_What to produce_
Your output should be the lines from the one with "Objective — one marker per instance of the bird in" through the end of the entries below, set down word for word and nothing else.

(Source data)
Content starts
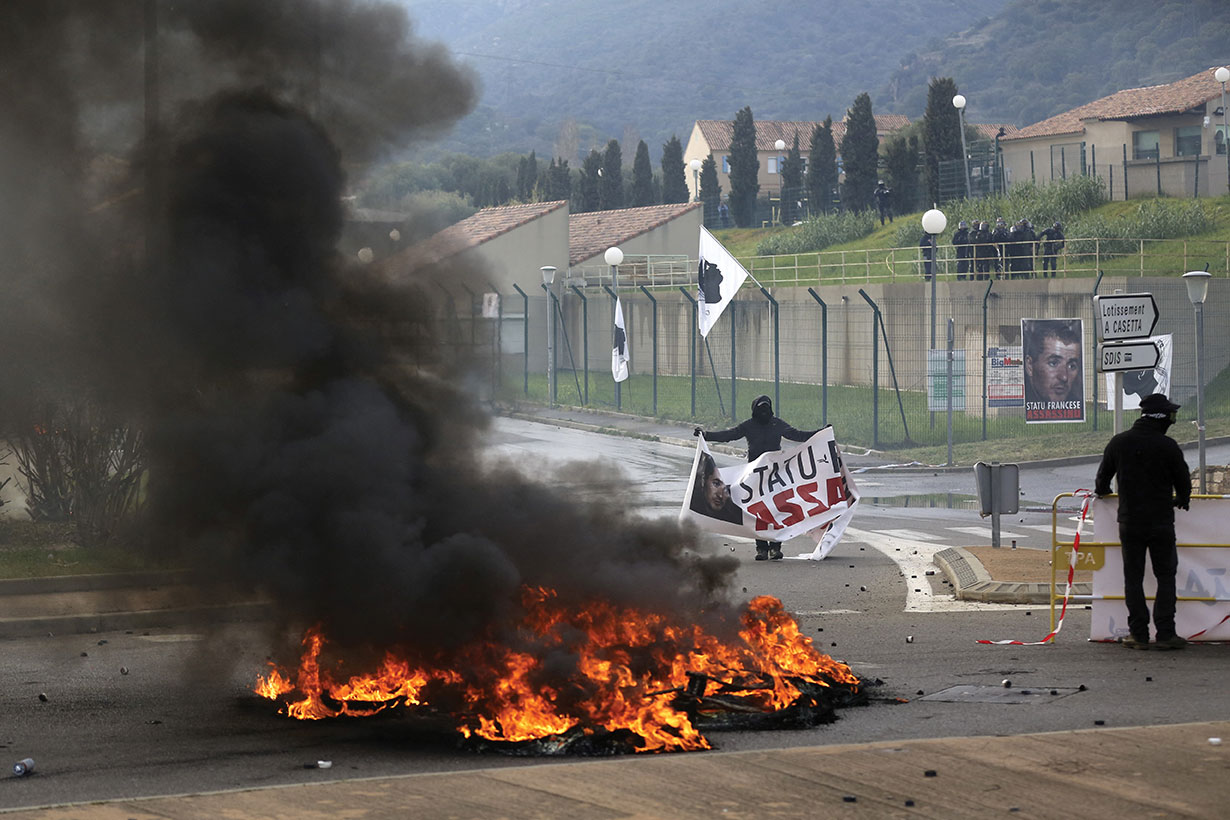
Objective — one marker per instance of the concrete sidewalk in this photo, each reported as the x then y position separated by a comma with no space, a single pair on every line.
1171,771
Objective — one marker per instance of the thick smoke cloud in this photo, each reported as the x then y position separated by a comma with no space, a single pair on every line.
309,438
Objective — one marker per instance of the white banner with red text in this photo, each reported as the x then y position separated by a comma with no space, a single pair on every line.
1202,583
801,489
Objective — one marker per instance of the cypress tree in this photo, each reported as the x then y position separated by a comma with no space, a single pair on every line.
642,177
527,177
610,187
900,169
674,181
710,189
587,185
941,130
860,155
744,169
559,181
791,183
822,167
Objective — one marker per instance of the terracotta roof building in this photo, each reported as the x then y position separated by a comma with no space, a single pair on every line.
715,135
1161,139
656,230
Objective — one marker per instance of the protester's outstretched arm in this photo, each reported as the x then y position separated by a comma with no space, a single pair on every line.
725,435
797,435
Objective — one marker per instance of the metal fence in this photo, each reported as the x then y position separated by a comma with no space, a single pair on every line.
1081,257
871,357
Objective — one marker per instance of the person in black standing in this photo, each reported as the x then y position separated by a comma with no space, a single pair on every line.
764,433
1012,252
883,194
1028,245
1153,481
1000,237
964,250
1052,244
984,251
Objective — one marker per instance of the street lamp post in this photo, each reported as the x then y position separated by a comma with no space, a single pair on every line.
614,257
1197,289
1223,76
934,221
549,287
999,161
695,169
960,103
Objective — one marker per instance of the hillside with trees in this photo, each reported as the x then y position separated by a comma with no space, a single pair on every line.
1038,58
565,79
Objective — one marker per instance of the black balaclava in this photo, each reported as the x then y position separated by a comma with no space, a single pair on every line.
761,410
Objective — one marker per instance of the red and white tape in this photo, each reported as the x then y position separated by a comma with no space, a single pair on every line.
1071,572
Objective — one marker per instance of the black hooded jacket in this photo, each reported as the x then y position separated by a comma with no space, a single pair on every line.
764,430
1153,473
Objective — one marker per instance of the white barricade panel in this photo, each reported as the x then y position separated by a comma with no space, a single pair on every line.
1203,573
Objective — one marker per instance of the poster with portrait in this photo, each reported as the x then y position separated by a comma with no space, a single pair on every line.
1054,369
801,489
1138,384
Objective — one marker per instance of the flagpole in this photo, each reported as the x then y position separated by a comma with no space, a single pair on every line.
614,257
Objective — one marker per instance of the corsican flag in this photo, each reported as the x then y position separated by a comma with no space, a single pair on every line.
718,278
619,353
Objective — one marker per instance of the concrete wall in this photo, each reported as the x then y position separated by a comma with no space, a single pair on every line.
907,314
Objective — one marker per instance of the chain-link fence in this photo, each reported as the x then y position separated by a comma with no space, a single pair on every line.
872,358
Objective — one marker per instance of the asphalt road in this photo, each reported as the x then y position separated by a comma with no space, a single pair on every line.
182,719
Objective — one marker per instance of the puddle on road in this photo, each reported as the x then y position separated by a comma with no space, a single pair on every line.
942,500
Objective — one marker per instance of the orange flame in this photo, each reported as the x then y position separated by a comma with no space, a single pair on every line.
629,664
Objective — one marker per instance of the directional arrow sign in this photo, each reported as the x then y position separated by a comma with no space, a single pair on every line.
1124,316
1127,355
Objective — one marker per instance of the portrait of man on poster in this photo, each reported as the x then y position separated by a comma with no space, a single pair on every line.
1054,369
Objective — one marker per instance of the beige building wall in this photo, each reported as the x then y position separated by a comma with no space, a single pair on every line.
698,149
1105,143
518,256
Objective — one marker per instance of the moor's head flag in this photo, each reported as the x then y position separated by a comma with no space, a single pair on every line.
619,353
718,277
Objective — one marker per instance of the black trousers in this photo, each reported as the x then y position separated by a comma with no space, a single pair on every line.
1158,541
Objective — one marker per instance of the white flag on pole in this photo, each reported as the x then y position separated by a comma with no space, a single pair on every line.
718,278
619,353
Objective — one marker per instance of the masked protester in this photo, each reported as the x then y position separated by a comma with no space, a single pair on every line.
764,433
1153,481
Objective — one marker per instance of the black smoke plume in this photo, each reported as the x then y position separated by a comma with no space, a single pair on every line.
310,438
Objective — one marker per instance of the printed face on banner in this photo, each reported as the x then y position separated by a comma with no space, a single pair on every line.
711,491
1054,370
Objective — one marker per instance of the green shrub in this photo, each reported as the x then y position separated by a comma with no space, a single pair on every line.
1153,219
819,232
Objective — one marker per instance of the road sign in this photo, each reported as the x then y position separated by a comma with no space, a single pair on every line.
1127,355
1124,316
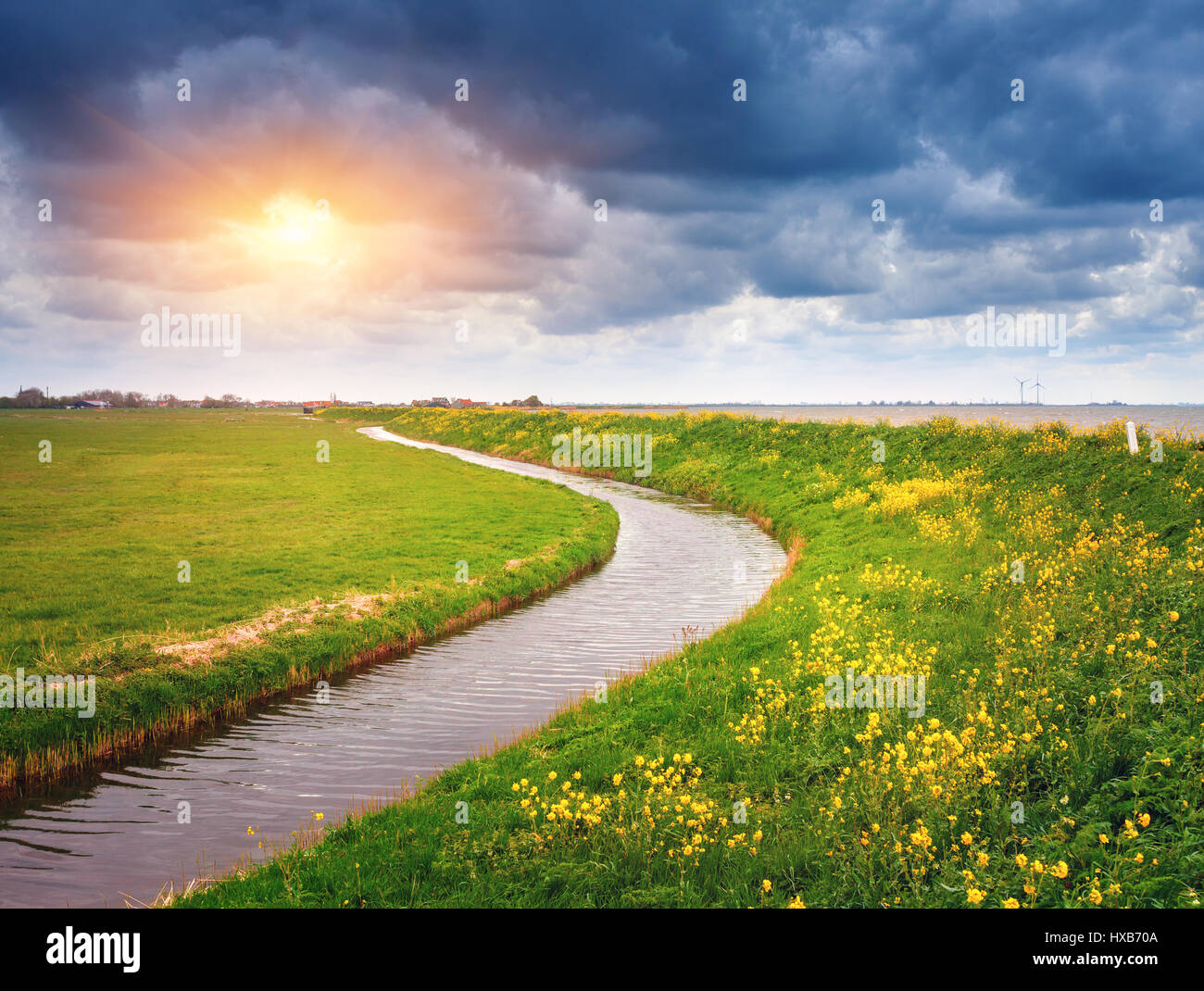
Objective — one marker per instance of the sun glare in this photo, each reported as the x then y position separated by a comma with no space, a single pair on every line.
294,220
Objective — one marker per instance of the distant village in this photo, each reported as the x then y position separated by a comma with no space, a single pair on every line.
112,398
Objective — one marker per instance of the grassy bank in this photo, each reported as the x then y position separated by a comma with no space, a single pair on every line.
196,561
1058,761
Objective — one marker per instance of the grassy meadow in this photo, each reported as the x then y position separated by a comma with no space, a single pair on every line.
1047,584
296,568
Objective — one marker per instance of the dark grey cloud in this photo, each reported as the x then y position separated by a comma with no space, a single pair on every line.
988,200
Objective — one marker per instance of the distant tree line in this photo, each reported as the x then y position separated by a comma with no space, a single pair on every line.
35,398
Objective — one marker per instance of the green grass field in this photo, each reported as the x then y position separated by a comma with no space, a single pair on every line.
364,548
1058,761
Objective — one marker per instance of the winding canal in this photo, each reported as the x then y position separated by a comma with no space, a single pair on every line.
681,568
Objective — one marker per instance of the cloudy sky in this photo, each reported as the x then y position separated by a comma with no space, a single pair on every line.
402,199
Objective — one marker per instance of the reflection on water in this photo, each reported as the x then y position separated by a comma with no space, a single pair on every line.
678,564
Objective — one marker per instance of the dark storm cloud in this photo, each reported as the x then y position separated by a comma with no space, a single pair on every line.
898,99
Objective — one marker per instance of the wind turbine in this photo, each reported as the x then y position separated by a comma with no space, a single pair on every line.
1022,381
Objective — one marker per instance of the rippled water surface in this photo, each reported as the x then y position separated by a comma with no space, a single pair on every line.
678,564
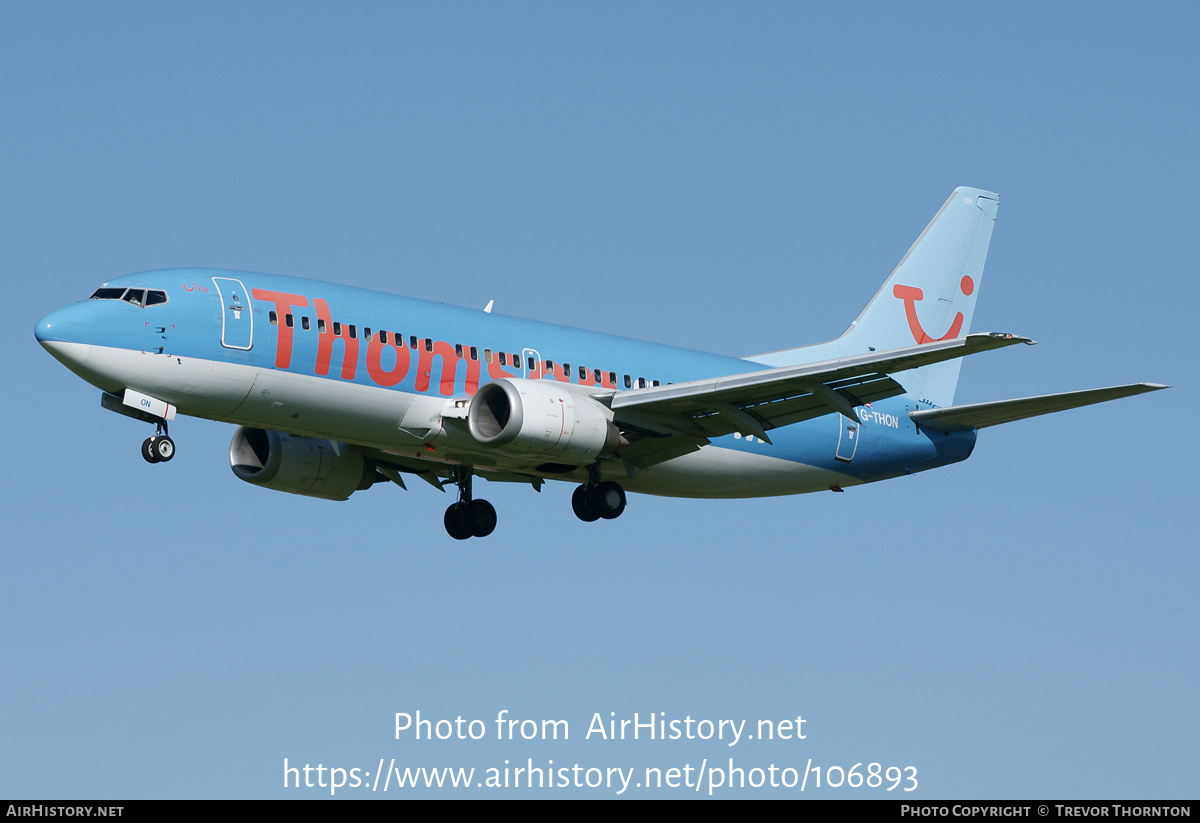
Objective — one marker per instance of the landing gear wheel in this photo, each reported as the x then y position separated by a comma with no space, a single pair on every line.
148,450
581,502
456,522
479,517
607,499
163,448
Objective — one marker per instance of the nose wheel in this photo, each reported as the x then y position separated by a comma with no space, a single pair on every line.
160,448
468,517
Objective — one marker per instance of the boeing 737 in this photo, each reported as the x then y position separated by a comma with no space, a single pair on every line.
336,389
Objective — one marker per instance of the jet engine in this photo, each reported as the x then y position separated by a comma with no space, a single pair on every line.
539,418
299,464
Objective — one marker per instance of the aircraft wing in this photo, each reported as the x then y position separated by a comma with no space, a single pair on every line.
979,415
759,401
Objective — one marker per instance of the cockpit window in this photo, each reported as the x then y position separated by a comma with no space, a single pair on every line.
141,298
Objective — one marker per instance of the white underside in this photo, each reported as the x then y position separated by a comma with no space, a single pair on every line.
405,424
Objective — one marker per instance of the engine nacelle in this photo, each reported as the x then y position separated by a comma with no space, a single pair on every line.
538,418
299,464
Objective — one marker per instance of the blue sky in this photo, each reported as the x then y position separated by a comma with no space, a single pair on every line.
729,178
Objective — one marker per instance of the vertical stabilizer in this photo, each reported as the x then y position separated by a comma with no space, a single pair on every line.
930,295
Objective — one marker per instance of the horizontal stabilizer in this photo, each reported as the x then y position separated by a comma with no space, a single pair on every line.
756,402
979,415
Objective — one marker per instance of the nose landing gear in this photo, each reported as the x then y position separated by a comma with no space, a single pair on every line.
159,448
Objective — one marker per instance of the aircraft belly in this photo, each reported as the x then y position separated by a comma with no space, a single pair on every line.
725,473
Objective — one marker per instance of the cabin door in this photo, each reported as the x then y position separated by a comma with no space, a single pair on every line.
237,318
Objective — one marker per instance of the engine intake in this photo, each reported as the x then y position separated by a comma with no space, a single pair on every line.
299,464
538,418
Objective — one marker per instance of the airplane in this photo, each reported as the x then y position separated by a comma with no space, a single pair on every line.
335,389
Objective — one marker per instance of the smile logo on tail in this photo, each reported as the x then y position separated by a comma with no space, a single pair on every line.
911,294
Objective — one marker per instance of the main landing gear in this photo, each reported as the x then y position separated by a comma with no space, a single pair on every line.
468,517
160,448
592,502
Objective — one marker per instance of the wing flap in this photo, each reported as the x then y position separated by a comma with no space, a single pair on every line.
981,415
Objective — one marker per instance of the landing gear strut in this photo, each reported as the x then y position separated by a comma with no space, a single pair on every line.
468,517
593,499
160,448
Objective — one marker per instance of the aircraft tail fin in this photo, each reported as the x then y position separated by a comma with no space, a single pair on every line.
930,295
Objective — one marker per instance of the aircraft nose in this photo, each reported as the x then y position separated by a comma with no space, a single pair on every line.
73,324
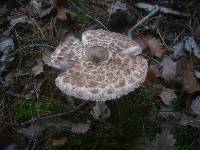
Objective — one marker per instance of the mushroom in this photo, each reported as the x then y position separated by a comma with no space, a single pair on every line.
104,66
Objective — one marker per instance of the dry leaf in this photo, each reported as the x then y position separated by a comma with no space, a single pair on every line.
60,141
117,6
195,106
168,68
141,41
168,96
22,19
41,7
151,75
38,69
185,72
155,46
80,128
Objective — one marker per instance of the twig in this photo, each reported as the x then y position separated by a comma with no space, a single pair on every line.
163,40
144,20
32,46
149,8
88,15
51,116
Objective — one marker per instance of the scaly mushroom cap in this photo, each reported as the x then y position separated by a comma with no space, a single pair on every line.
103,67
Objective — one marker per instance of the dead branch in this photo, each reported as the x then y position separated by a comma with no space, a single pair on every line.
149,8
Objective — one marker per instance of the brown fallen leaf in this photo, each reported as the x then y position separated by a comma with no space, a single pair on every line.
185,73
117,6
151,75
155,46
80,128
168,68
168,96
38,69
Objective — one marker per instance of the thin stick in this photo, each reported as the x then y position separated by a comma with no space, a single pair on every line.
149,8
89,15
32,46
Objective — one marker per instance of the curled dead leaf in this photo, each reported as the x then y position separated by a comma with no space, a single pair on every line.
168,68
168,96
185,72
155,46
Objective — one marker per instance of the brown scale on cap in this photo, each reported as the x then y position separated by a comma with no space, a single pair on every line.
101,67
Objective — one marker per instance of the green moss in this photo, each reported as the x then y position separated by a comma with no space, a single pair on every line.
25,110
187,138
126,124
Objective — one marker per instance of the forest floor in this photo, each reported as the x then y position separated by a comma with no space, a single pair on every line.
163,114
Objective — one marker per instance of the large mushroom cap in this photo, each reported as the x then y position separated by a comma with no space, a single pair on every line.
102,67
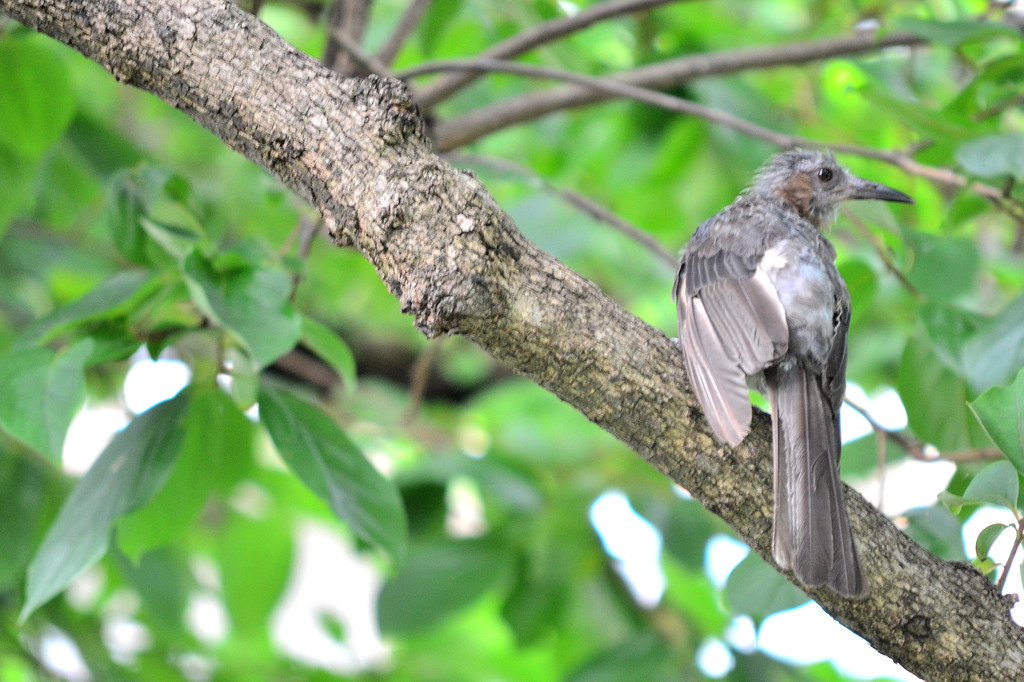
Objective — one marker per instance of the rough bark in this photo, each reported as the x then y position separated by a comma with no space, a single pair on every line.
355,150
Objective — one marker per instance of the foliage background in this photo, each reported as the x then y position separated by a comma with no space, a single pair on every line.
125,225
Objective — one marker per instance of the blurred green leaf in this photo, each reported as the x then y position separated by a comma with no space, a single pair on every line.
995,352
939,417
128,473
438,580
435,20
252,302
1000,411
993,155
952,34
644,656
944,267
33,117
995,484
986,565
113,298
757,589
215,453
30,489
985,539
937,529
40,393
255,558
323,457
532,606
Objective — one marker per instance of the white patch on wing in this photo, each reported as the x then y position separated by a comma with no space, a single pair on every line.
773,259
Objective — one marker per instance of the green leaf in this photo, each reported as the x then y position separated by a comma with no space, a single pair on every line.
995,352
986,538
943,267
215,454
16,174
1000,411
952,34
643,656
326,343
132,468
40,393
953,503
995,484
937,529
252,302
435,20
323,457
31,492
255,558
113,298
986,565
993,155
33,117
438,580
939,417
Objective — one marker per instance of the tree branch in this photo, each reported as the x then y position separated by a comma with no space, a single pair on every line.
665,75
588,206
356,151
526,40
614,86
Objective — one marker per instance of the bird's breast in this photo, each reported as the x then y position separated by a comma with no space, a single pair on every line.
805,285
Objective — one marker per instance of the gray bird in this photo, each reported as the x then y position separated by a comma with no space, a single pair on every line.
759,299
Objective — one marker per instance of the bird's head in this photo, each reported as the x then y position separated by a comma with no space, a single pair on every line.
815,183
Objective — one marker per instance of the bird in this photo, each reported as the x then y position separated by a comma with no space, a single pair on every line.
761,303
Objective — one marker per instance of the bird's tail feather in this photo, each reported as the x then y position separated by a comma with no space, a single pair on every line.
811,527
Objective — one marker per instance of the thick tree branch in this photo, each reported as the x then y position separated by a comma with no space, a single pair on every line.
527,40
662,76
355,150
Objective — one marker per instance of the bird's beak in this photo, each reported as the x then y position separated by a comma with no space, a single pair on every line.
865,189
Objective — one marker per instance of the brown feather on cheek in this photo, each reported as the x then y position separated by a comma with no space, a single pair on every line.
799,190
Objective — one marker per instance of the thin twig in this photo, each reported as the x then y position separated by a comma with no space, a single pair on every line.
407,24
885,255
347,18
585,204
922,451
882,438
419,376
359,55
1018,537
529,39
660,76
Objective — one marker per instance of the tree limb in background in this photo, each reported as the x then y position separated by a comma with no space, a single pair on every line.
614,86
588,206
530,38
355,150
662,76
366,60
407,24
346,17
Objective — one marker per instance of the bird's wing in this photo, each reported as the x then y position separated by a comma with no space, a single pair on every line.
835,372
731,324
Content ends
_Answer section_
Objective — one marker per instance of the bird in this photo, each reported as the x then y position separated by a comma with no space, a single pair on every line.
761,303
Objective — one marker per instance of the bird's tail feather in this photo, each reported as the x then y position separated by a comma with no space, a single pair on every line.
811,527
Objective — one marker per instance of the thick tree branch in this photo, each reported as the x then y position separated by a comma with no space, a single pair on every line.
527,40
662,76
355,150
Objective — one marker per instance of the bird's beak in this photo, each reported as the x then y position separated by a comma with no space, a single pair on every line.
865,189
Objective — one marker per instance of the brown feather on cheek in this photo, each reported as the x then y position separated by a comma with no space, a single pair on every line.
799,190
Objective — one marker per instance of the thin twig in this photo, each reported as the x then y position separated by a comma with no space, a single pair on every line.
407,24
885,255
347,18
585,204
922,451
882,438
419,376
359,55
1018,537
529,39
660,76
Objective — one marker per instance of the tree limb in background in this photo, each reported as the x then y position separated by a comma with no space, a single pair on every line.
614,86
588,206
530,38
355,150
662,76
366,60
407,24
346,17
Objective — one marker per instance of the bird's wing in this photo, each reported as the x then y position separated by a comma with no space, a single pair on every line.
835,372
731,324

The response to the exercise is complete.